Records from a collection
.....

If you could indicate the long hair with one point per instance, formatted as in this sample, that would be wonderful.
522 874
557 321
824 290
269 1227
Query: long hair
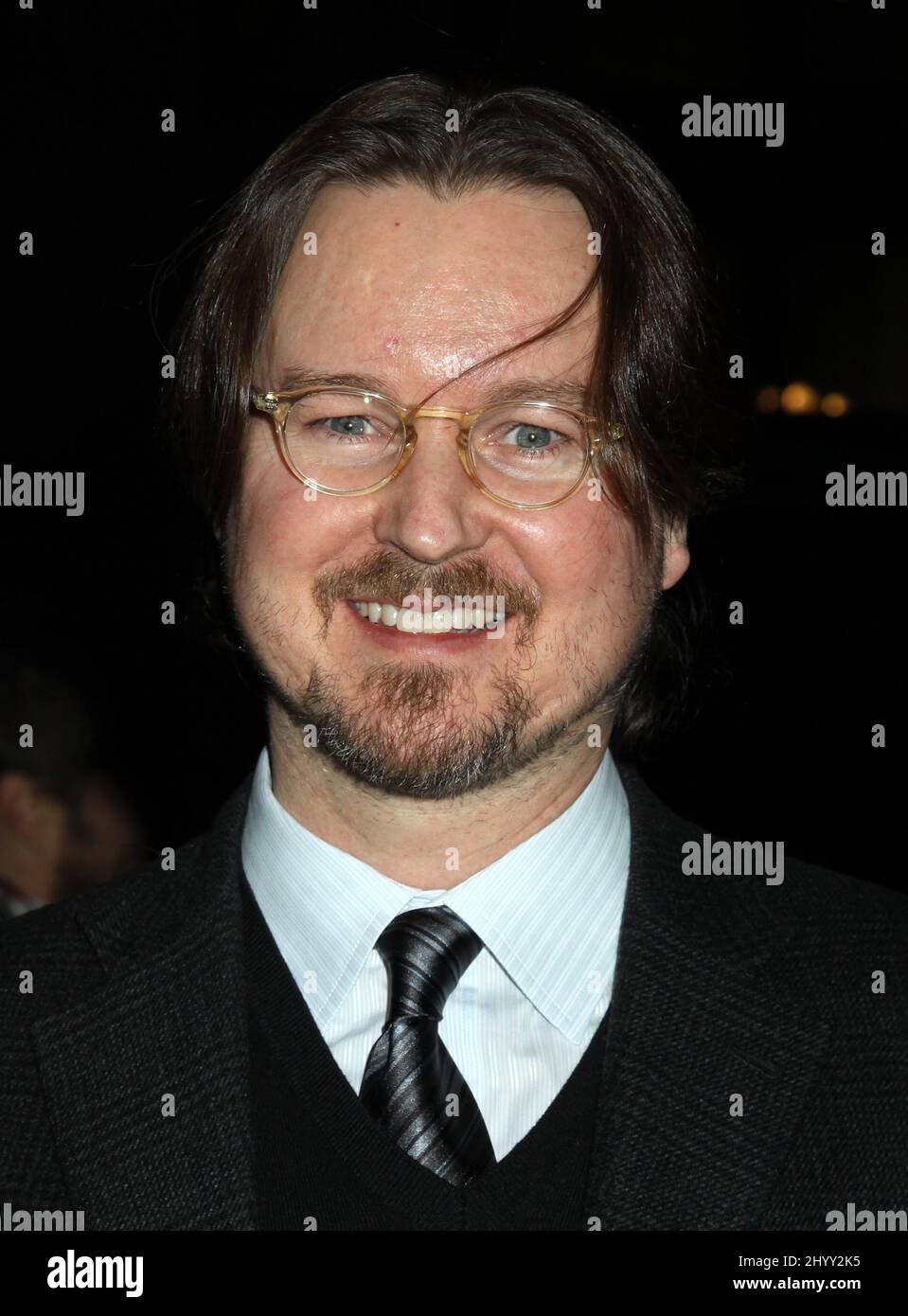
650 362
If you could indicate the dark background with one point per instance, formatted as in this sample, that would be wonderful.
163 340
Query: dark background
779 750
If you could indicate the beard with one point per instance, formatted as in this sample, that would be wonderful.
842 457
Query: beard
414 729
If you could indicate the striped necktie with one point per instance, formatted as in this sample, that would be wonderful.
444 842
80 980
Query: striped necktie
411 1083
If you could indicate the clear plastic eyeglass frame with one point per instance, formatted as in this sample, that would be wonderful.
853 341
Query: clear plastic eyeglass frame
277 404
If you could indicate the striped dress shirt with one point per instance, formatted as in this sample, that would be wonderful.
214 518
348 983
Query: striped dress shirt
525 1009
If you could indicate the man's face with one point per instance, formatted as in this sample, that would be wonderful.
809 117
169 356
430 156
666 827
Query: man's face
415 291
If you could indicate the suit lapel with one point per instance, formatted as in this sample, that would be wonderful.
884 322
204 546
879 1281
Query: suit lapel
694 1022
166 1031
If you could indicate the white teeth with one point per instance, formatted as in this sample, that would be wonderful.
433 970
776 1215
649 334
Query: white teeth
411 620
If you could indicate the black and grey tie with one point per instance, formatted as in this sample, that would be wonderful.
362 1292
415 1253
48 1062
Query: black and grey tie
411 1085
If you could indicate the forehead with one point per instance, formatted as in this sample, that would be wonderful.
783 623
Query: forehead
416 290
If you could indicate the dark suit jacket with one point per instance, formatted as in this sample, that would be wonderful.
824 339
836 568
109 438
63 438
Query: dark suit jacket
724 986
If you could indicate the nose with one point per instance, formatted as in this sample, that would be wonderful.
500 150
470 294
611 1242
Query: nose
432 509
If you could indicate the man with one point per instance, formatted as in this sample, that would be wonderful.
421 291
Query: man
441 961
63 826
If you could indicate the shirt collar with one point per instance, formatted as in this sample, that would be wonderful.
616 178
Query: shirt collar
549 910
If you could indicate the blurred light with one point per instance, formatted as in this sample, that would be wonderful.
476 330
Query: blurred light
834 404
799 399
767 399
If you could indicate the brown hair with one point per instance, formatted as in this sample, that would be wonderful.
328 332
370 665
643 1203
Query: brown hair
648 370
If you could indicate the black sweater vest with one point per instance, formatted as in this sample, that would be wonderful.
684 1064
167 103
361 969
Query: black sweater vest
321 1163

.....

■ **Work to do**
Lay out the lines from the one containing "If you could indicate the black sweater" through the end of the entries as a JSON list of strings, with one string per line and blank lines omitted.

■ **Result below**
[
  "If you could indicate the black sweater vest with one point per instance, formatted as in this sample, that would be wonderful.",
  "684 1064",
  "167 103",
  "361 969",
  "Query: black sweater vest",
  "321 1163"
]